**Passage shown:**
Likely, you’ve come across dynamic pricing, the strategy that applies variable pricing to products and leaves fixed pricing in the dust. Essentially, this strategy allows for a fluctuating price point that targets different purchasers at various times, with the same product optimising profits based on availability and demand.
We commonly see dynamic pricing used with hotels, airline tickets, ride-sharing services, and e-commerce stores. This model equips businesses to update their prices whilst responding to the market, ultimately optimising profits by fine-tuning the prices to your customer’s perceived value.
Hotels have been applying dynamic pricing for decades, moving away from seasonal room rates to drive RevPAR (revenue per available room). They have been updating room rates for real-time market conditions to optimise ADR (average daily rate). This is all a balancing act. Management wouldn’t want to over-price or miss out on selling hotel rooms for the sake of occupancy or adversely underprice, leaving money on the table in this highly competitive industry.
“The hospitality industry is notoriously complex when it comes to pricing and distribution. This has become even more pronounced with massive market fluctuations in the wake of the pandemic. In order to effectively leverage the automation techniques required for effective hotel dynamic pricing, you’ll need to incorporate competitor pricing and market data so granular that it’s simply impossible for a human to catch up without computational assistance.”
– Hotel Tech Report
Tour businesses learn from hotel management
Now let’s overlay how the hotel industry uses dynamic pricing whilst conceptualising how tour operators may sell and market their products in a similar fashion. It makes sense that the higher price-point products or services in the industry led the way in adopting revenue management (air, hotel, cars), but it’s now time for the tours and activities sector to take what was learned and repeat.
Standardisation has the experience sector in a holding pattern. Our products have many variables, customisations and tend to be more complex than A-to-B connections with limited product choices. However, tour operators can still apply some of these methods.
Naturally, business owners want to secure the highest profit available for their product and adjust pricing during high-season, weekends, or special events, and these are places we can logically do this.
Is dynamic pricing only for eCommerce websites?
The short answer is NO. However, this is one of the most plausible avenues to trial, test, and tweak. Your own website is an isolated environment and a place to roll out new models. Just like how testing new tour product offerings is done in a controlled environment, we can apply the same.
Will OTAs work with dynamic pricing?

**Task item:** Could you repeat the stretch of the dynamic pricing article from "Likely, you’ve come" through "customer’s perceived value.", swapping "dynamic pricing" for "surge pricing"? Work from the dynamic pricing article alone.

(Spatial localization data)
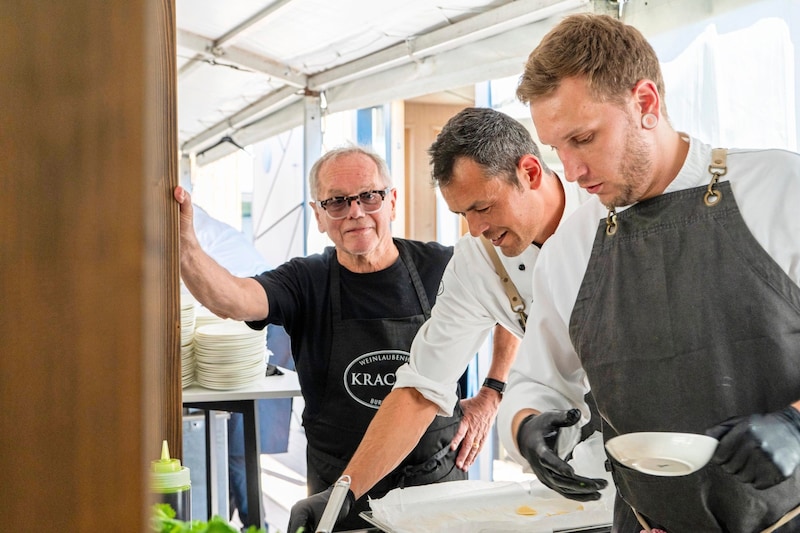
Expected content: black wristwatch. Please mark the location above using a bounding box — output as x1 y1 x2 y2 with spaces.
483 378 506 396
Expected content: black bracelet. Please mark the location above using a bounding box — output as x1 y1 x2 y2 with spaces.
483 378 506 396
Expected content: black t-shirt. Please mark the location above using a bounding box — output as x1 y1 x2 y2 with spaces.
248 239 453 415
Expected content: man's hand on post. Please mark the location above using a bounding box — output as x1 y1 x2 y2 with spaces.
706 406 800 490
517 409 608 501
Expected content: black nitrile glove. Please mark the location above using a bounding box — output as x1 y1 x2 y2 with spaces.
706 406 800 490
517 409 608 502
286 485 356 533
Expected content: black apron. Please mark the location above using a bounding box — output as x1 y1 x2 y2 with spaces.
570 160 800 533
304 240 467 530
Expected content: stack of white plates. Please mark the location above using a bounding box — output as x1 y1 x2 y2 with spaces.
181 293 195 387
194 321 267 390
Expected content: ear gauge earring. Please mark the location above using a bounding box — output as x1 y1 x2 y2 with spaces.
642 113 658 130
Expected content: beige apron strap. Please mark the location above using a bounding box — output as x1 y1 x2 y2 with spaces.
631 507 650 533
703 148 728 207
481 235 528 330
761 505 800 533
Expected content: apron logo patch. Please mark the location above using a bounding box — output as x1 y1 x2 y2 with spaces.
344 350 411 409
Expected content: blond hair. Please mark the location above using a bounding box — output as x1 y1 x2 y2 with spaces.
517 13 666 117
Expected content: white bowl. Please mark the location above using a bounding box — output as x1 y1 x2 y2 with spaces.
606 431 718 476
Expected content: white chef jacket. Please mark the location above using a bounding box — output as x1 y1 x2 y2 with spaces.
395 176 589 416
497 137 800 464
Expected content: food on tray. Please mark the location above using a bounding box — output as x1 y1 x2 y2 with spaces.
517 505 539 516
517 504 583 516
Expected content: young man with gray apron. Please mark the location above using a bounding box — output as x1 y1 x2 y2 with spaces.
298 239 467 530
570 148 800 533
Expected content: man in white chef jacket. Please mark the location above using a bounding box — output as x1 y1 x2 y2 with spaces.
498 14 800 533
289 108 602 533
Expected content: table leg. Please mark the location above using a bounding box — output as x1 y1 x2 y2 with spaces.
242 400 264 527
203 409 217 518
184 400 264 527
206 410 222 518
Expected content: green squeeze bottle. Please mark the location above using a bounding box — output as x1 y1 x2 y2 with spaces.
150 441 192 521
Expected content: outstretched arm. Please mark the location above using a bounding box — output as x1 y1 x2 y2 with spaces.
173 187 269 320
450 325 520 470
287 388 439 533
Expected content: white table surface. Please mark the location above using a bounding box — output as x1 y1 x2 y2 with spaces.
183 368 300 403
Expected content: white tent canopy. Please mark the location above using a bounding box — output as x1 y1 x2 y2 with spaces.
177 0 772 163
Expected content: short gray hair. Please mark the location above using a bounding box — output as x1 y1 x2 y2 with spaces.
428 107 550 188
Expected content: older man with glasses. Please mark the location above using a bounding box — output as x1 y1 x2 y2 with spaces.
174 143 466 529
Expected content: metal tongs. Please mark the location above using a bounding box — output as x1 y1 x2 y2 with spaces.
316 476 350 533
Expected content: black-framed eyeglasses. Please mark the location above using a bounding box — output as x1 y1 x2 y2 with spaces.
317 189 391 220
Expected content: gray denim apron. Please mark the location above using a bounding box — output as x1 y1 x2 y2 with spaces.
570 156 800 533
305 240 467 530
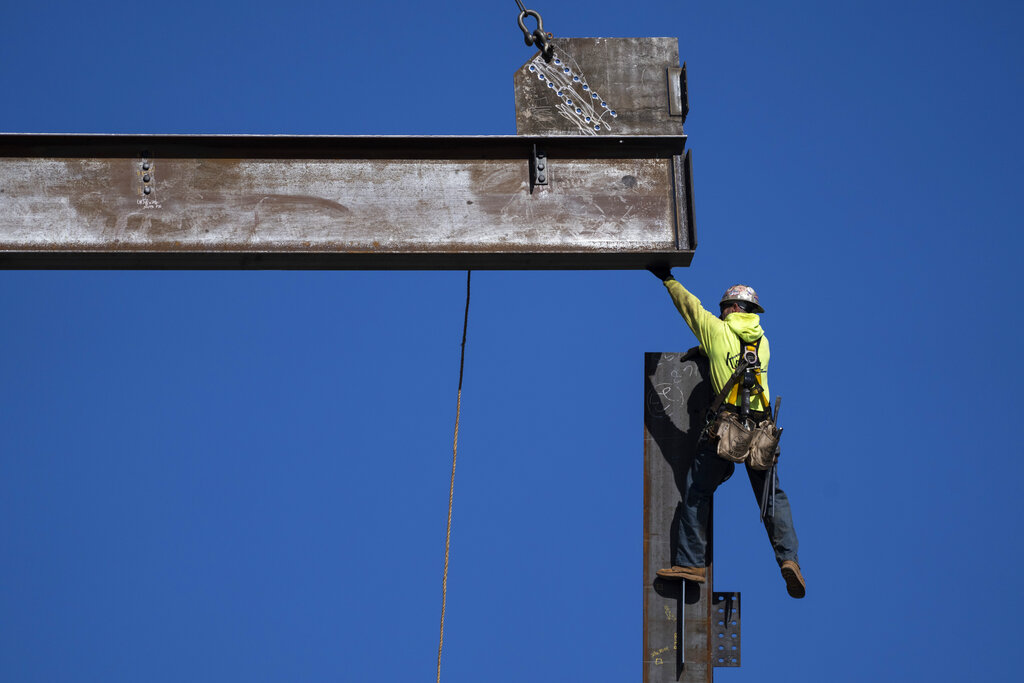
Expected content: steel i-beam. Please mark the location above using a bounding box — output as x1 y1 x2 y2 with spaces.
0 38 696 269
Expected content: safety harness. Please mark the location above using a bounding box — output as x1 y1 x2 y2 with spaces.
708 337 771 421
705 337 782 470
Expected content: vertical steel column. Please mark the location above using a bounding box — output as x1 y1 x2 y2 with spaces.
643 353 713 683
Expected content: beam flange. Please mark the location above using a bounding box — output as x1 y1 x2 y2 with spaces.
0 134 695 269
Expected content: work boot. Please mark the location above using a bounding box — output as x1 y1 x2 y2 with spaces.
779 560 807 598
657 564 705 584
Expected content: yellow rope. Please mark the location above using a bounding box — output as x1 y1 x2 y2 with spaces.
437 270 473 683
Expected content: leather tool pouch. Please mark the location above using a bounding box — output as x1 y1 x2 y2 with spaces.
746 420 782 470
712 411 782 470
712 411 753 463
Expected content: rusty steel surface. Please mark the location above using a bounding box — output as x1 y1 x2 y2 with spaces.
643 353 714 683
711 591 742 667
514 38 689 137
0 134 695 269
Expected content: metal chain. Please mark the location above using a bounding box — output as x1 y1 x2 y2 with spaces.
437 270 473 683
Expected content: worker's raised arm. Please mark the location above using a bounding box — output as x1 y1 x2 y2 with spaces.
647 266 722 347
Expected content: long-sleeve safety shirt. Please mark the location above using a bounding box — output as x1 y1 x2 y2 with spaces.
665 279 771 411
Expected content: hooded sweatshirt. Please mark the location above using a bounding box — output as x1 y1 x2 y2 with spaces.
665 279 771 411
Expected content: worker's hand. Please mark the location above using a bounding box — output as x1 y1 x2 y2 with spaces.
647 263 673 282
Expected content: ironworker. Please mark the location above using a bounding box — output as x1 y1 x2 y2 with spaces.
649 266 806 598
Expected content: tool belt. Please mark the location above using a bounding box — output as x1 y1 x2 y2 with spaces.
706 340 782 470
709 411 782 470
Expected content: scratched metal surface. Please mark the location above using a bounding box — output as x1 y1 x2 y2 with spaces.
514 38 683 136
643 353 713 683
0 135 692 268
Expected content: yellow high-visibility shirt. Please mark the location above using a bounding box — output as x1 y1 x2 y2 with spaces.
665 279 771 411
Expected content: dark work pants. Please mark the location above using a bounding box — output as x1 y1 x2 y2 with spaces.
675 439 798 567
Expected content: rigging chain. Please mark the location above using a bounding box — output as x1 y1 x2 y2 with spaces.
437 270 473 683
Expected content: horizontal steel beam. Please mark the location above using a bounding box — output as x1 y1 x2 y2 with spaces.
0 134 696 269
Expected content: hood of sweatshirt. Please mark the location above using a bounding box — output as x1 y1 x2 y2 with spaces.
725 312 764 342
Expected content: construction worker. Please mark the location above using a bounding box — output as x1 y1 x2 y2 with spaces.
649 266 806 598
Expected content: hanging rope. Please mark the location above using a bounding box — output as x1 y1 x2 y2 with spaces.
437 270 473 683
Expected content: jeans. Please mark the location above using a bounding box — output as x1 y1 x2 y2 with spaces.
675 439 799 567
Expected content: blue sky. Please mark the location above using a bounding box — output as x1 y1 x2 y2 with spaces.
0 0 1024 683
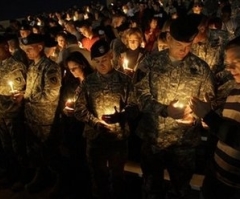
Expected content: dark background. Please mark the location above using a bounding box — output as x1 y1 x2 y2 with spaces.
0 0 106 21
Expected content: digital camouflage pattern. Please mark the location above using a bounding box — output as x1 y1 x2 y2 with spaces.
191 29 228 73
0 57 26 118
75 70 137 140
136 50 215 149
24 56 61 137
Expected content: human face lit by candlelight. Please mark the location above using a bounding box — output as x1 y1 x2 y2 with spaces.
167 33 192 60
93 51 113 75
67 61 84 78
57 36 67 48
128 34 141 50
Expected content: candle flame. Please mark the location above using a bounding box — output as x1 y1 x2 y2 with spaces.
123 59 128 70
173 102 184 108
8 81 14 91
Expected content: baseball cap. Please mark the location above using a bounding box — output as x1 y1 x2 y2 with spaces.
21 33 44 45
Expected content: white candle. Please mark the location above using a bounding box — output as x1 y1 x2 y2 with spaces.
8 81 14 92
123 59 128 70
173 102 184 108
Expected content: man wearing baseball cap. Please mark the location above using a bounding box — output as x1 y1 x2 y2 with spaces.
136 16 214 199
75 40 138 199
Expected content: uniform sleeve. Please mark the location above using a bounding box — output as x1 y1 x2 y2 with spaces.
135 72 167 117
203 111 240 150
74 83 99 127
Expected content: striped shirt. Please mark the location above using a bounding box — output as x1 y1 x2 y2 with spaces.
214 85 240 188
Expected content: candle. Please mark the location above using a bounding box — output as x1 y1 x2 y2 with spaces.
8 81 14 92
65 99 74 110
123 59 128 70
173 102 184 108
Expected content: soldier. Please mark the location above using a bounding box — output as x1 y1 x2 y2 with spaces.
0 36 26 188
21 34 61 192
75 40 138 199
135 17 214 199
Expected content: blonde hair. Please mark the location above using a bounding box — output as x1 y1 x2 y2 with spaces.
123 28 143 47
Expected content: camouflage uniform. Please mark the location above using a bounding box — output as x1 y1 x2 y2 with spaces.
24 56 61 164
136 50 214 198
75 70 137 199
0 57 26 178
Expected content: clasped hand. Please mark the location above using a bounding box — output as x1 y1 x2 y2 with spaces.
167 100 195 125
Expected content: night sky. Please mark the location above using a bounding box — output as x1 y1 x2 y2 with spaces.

**Finished exercise:**
Likely, you’ve come across surge pricing, the strategy that applies variable pricing to products and leaves fixed pricing in the dust. Essentially, this strategy allows for a fluctuating price point that targets different purchasers at various times, with the same product optimising profits based on availability and demand.
We commonly see surge pricing used with hotels, airline tickets, ride-sharing services, and e-commerce stores. This model equips businesses to update their prices whilst responding to the market, ultimately optimising profits by fine-tuning the prices to your customer’s perceived value.